* **Text shown**

'Trace trick' for expectations of quadratic forms

Solution 1:

Where does the trace come from?

A real number can be thought of as a $1 \times 1$ matrix, and its trace is itself. Thus $$(x-\mu)^\top \Sigma^{-1} (x-\mu) = \operatorname{tr}\left((x-\mu)^\top \Sigma^{-1} (x-\mu)\right)$$

More than one step is taken at once.

After applying the above step, use the cyclic property of the trace to obtain $$\operatorname{tr}\left((x-\mu)^\top \Sigma^{-1} (x-\mu)\right) = \operatorname{tr}\left((x-\mu)(x-\mu)^\top \Sigma^{-1} \right)$$ By linearity of the trace operator, you can push the expectation inside $$E \operatorname{tr}\left((x-\mu)(x-\mu)^\top \Sigma^{-1} \right) = \operatorname{tr}\left(E\left[(x-\mu)(x-\mu)^\top\right] \Sigma^{-1} \right).$$

Solution 2:

To add to @angryavian's answer, you can swap expectation and trace because, $$ tr(E[A]) = tr(\begin{bmatrix} E[a_{11}] & \dots & \\ \vdots & E[a_{22}] & \\ & & \ddots\end{bmatrix}) = \sum\limits_{i=1}^N E[a_{ii}]=E[\sum\limits_{i=1}^N a_{ii}] = E[tr(A)] $$

* **Written instruction 1**
Revise the listing from its first line through the line containing "<point>651,359</point>", replacing "thickest part" with "widest part" and leaving everything else unchanged. Leave the pictures out of your answer.

* **Data to process**
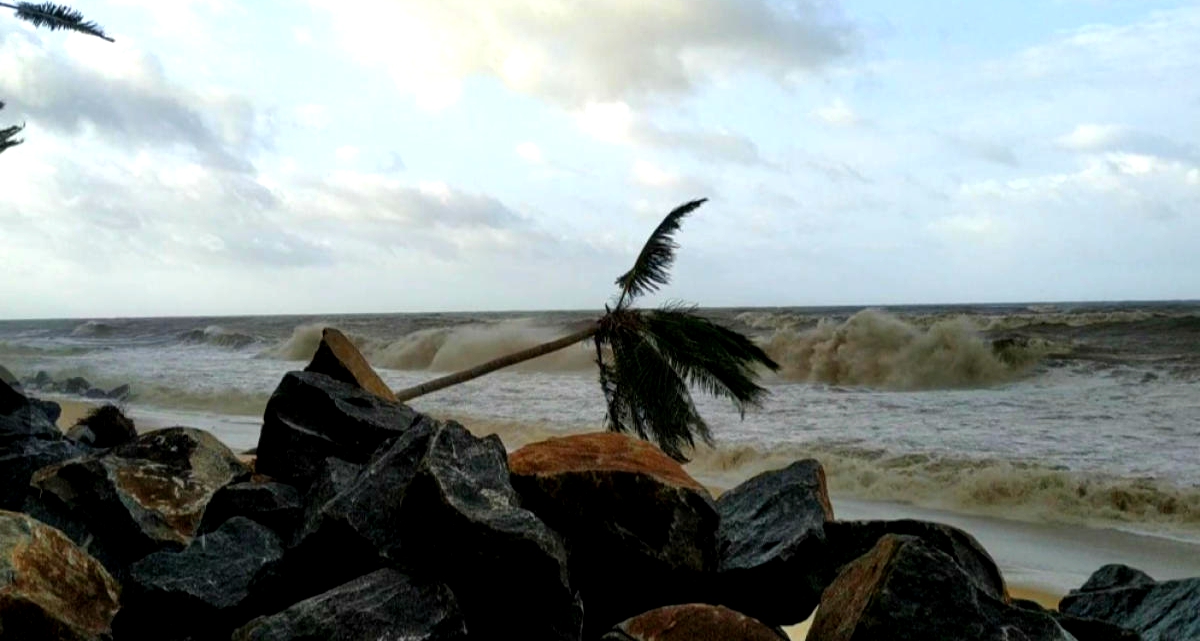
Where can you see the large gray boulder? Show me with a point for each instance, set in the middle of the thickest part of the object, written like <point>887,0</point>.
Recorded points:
<point>1129,598</point>
<point>772,534</point>
<point>906,589</point>
<point>312,417</point>
<point>384,604</point>
<point>438,502</point>
<point>137,498</point>
<point>204,586</point>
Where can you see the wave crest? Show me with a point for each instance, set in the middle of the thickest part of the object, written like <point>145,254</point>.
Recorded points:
<point>877,349</point>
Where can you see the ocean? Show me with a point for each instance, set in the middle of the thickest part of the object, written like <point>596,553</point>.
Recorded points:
<point>1063,421</point>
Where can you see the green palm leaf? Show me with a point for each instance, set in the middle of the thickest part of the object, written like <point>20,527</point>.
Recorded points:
<point>653,264</point>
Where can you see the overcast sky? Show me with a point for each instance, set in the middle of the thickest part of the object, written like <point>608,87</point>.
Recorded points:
<point>283,156</point>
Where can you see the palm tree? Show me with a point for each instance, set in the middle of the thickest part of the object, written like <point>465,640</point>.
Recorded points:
<point>649,359</point>
<point>52,17</point>
<point>55,17</point>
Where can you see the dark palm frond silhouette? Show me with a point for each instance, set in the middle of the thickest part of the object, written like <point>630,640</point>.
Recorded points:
<point>55,17</point>
<point>651,359</point>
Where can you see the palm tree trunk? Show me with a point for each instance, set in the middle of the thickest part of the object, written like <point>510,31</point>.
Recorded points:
<point>498,364</point>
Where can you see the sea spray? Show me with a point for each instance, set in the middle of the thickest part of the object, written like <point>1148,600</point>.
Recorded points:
<point>877,349</point>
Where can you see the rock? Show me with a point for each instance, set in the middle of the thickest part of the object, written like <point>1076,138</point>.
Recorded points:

* **Written instruction 2**
Summarize the text on the trace trick for expectations of quadratic forms in two sentences.

* **Written response 1**
Where can you see the large gray boulder? Show me with a point for each instance, set in the middle of the widest part of the object, written like <point>887,0</point>.
Recorded points:
<point>1129,598</point>
<point>772,534</point>
<point>906,589</point>
<point>312,417</point>
<point>384,604</point>
<point>438,502</point>
<point>137,498</point>
<point>204,586</point>
Where can you see the wave crest? Show me with a point for each instance, set in the middle of the widest part of the object, written like <point>145,254</point>.
Recorded points:
<point>877,349</point>
Where can you see the ocean? Show me with a point for each instance, set in the middle of the widest part of the object, written like <point>596,553</point>.
Recorded points:
<point>1063,421</point>
Where can you see the green palm leaf? Show me with a point for each instance, set in the middle of the widest part of the object, written like <point>20,527</point>.
Recorded points:
<point>653,264</point>
Where can you see the overcast sky? Show me with a point for each instance, set in the middle of the widest part of the object, written like <point>608,87</point>.
Recorded points:
<point>283,156</point>
Where can you see the palm tree? Show me with a point for each instance, set in the middle of the widest part of the object, written like <point>465,640</point>.
Recorded points:
<point>649,359</point>
<point>52,17</point>
<point>55,17</point>
Where can you see the dark palm frond silhouette? Show me with a point for each instance, set in the middle of the widest part of the object, written like <point>630,640</point>.
Recorded points:
<point>55,17</point>
<point>651,359</point>

* **Written response 2**
A quadratic form $(x-\mu)^\top \Sigma^{-1} (x-\mu)$ is a real number, so it equals its own trace as a $1 \times 1$ matrix. The cyclic property of the trace turns this into $\operatorname{tr}\left((x-\mu)(x-\mu)^\top \Sigma^{-1}\right)$, and linearity moves the expectation inside the trace, because $\operatorname{tr}(E[A])$ is the sum of the $E[a_{ii}]$, which equals $E[\operatorname{tr}(A)]$.